原文
--------------------------------

1684. Jack’s Last Word

Time limit: 0.5 second
Memory limit: 64 MB
Not long ago Jack read on a fence a word that was new and amusing for him. Jack liked it so much that he wanted to invent another amusing word, but no matter how hard he tried he couldn’t do it. All the words he could invent consisted of prefixes of the initial word and therefore didn’t please Jack. He continued to invent words that were longer and longer, but none of them was pleasing.
And now the time has come for Jack to have his last word.

Input

The first line contains the amusing word that was written on the fence. The second line contains Jack’s last word. The words are nonempty, consist of lower-case English letters, and are no longer than 75000 symbols.

Output

If Jack didn’t invent a new amusing word, output “No” in the first line. In this case, show Jack how to decompose his last word into several parts each of which is either the initial word or its nonempty prefix. Output these parts in the second line separating them with a space. If there is no such decomposition, output “Yes” in the only output line.

Samples

input output 
abracadabra
abrabracada

No
abr abracad a

abracadabra
arbadacarba

Yes
Problem Author: Dmitry Ivankov
Problem Source: USU Open Personal Contest 2009 (February 28, 2009)

2. 思路

给出两个字符串S1和S2,求S2是否完全由S1的前缀构成。如第一个测试例,S1 = abracadabra, S2 = abrabracada,S2可以拆分成“abr”、“abracad”和“a”三个子串,这三个字
串都是S1的前缀;S2也可以拆分成“abr”和“abracada”两个子串,同样也都是S1的前缀。

--------------------------------

原始摘录
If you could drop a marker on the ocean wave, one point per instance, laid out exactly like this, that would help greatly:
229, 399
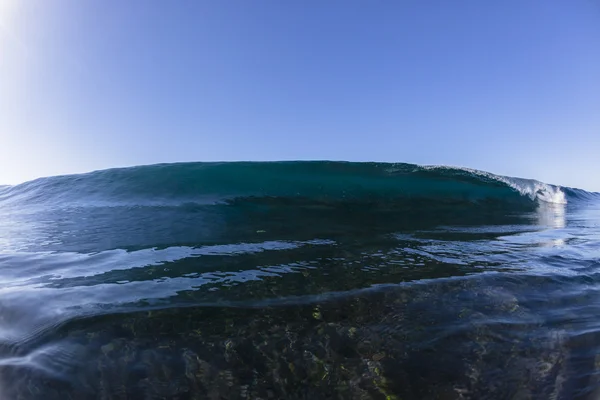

--------------------------------

任务 1
请根据原文回答下列问题:
(a) 题目的时间限制是多少?
(b) 输入的单词最长不超过多少个字符?
(c) 如果不存在符合要求的拆分方式,应输出什么?
任务 2
把原文中以“The first line contains”开头的段落改写成中文列表,保留其主要信息。

最终答案 1
(a) 0.5秒。
(b) 75000个字符。
(c) 只输出一行“Yes”。

最终答案 2
- 第一行:写在篱笆上的那个有趣的单词。
- 第二行:杰克的最后一个词。
- 两个词都不为空,只由小写英文字母组成,长度都不超过75000个字符。